(Saved entries)
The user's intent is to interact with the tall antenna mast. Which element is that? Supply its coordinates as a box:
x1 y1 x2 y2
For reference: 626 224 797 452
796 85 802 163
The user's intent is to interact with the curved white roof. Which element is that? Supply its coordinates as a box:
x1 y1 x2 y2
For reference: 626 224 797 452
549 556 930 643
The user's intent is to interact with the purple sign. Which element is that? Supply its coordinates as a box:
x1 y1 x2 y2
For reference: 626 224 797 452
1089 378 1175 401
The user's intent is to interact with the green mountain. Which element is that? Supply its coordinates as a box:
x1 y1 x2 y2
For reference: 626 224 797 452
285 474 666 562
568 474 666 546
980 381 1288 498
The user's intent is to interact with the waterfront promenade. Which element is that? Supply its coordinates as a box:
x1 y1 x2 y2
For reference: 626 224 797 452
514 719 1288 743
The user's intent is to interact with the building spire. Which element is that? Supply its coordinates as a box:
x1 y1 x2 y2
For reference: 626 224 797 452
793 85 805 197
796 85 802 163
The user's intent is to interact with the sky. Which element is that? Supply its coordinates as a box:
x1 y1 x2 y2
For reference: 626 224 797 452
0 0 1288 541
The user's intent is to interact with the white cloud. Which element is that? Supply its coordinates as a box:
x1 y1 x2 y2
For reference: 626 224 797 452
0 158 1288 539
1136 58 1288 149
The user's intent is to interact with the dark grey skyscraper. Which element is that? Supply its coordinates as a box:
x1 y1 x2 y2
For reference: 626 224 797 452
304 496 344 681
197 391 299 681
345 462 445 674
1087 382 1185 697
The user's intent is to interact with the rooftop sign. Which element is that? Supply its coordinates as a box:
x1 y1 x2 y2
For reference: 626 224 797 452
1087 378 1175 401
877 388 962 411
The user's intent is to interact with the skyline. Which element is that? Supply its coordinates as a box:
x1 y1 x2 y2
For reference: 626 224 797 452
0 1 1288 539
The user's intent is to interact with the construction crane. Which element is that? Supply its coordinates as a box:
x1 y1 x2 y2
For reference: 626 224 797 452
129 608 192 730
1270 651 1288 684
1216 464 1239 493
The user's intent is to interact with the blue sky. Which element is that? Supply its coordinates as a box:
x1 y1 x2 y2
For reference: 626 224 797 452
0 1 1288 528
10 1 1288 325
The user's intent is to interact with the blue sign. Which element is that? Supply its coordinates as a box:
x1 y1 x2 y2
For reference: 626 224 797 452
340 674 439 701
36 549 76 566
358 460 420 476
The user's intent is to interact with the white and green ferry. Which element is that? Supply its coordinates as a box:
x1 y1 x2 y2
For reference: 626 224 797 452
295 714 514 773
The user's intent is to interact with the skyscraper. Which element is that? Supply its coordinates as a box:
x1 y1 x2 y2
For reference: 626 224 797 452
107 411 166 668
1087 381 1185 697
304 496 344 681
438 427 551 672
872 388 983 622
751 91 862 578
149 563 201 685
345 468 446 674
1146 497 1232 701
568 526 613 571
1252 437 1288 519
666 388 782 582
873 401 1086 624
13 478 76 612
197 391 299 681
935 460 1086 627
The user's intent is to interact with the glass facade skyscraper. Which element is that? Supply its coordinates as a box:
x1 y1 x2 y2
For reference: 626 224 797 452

**TASK DIRECTIONS**
Arrange every line of the items above into a Markdown table with two columns, No. and Line. Number the rows in order and skip any blank lines.

**FINAL RESULT**
| No. | Line |
|---|---|
| 1 | The user's intent is to interact with the tall antenna mast. Which element is that? Supply its coordinates as a box: |
| 2 | x1 y1 x2 y2 |
| 3 | For reference: 626 224 797 452 |
| 4 | 796 85 802 163 |
| 5 | The user's intent is to interact with the curved white roof. Which element is that? Supply its coordinates as a box: |
| 6 | x1 y1 x2 y2 |
| 7 | For reference: 626 224 797 452 |
| 8 | 549 556 930 643 |
| 9 | The user's intent is to interact with the purple sign. Which element is that? Supply its coordinates as a box: |
| 10 | x1 y1 x2 y2 |
| 11 | For reference: 626 224 797 452 |
| 12 | 1089 378 1175 401 |
| 13 | The user's intent is to interact with the green mountain. Which element is that? Supply its coordinates as a box: |
| 14 | x1 y1 x2 y2 |
| 15 | For reference: 626 224 797 452 |
| 16 | 285 474 666 562 |
| 17 | 568 474 666 546 |
| 18 | 980 381 1288 498 |
| 19 | The user's intent is to interact with the waterfront promenade. Which element is that? Supply its coordinates as a box: |
| 20 | x1 y1 x2 y2 |
| 21 | For reference: 626 224 797 452 |
| 22 | 514 719 1288 743 |
| 23 | The user's intent is to interact with the building spire. Which element is that? Supply its coordinates as a box: |
| 24 | x1 y1 x2 y2 |
| 25 | For reference: 626 224 797 452 |
| 26 | 793 85 805 197 |
| 27 | 796 85 802 163 |
| 28 | The user's intent is to interact with the sky. Which element is that? Supply its coordinates as a box: |
| 29 | x1 y1 x2 y2 |
| 30 | For reference: 626 224 797 452 |
| 31 | 0 0 1288 541 |
| 32 | The user's intent is to interact with the white cloud. Which element is that? Supply its coordinates as a box: |
| 33 | x1 y1 x2 y2 |
| 34 | For reference: 626 224 797 452 |
| 35 | 0 158 1288 539 |
| 36 | 1136 58 1288 149 |
| 37 | The user's intent is to interact with the dark grey skyscraper. Which element is that? Supply its coordinates as a box: |
| 38 | x1 y1 x2 y2 |
| 39 | For reference: 626 224 797 452 |
| 40 | 304 496 344 681 |
| 41 | 197 391 299 681 |
| 42 | 345 462 445 674 |
| 43 | 1087 382 1185 697 |
| 44 | The user's intent is to interact with the rooftop sign. Which element is that? Supply its coordinates as a box: |
| 45 | x1 y1 x2 y2 |
| 46 | For reference: 626 224 797 452 |
| 47 | 1087 378 1175 401 |
| 48 | 877 388 962 411 |
| 49 | The user's intent is to interact with the skyline. Which element is that? Supply its coordinates as a box: |
| 50 | x1 y1 x2 y2 |
| 51 | For reference: 626 224 797 452 |
| 52 | 0 1 1288 539 |
| 53 | The user's intent is to interact with the construction crane. Which element is that? Supply its coordinates as a box: |
| 54 | x1 y1 x2 y2 |
| 55 | For reference: 626 224 797 452 |
| 56 | 129 608 192 730 |
| 57 | 1270 651 1288 684 |
| 58 | 1216 464 1239 493 |
| 59 | The user's intent is to interact with the blue sky. Which element is that? Supply its coordinates as a box: |
| 60 | x1 y1 x2 y2 |
| 61 | For reference: 626 224 797 452 |
| 62 | 0 1 1288 528 |
| 63 | 10 1 1288 325 |
| 64 | The user's intent is to interact with the blue sign. Which element is that? Supply its coordinates as a box: |
| 65 | x1 y1 x2 y2 |
| 66 | For reference: 626 224 797 452 |
| 67 | 340 674 439 701 |
| 68 | 36 549 76 566 |
| 69 | 358 460 420 476 |
| 70 | The user's intent is to interact with the white and green ferry. Which element is that? Supply its coordinates as a box: |
| 71 | x1 y1 x2 y2 |
| 72 | For reference: 626 224 797 452 |
| 73 | 295 714 514 773 |
| 74 | The user's intent is to interact with the skyscraper. Which element is that? Supply its coordinates as a box: |
| 75 | x1 y1 x2 y2 |
| 76 | For reference: 626 224 797 452 |
| 77 | 107 411 166 668 |
| 78 | 1087 381 1185 697 |
| 79 | 304 496 344 681 |
| 80 | 438 427 551 672 |
| 81 | 872 388 983 622 |
| 82 | 751 91 862 578 |
| 83 | 149 563 201 685 |
| 84 | 345 468 446 674 |
| 85 | 1146 497 1232 701 |
| 86 | 568 526 613 571 |
| 87 | 1252 437 1288 519 |
| 88 | 666 388 782 582 |
| 89 | 873 401 1086 624 |
| 90 | 13 478 76 612 |
| 91 | 197 391 299 681 |
| 92 | 935 460 1086 627 |
| 93 | The user's intent is to interact with the glass facade skyscraper. Which element is that? Supply its coordinates as a box: |
| 94 | x1 y1 x2 y2 |
| 95 | For reference: 626 224 797 452 |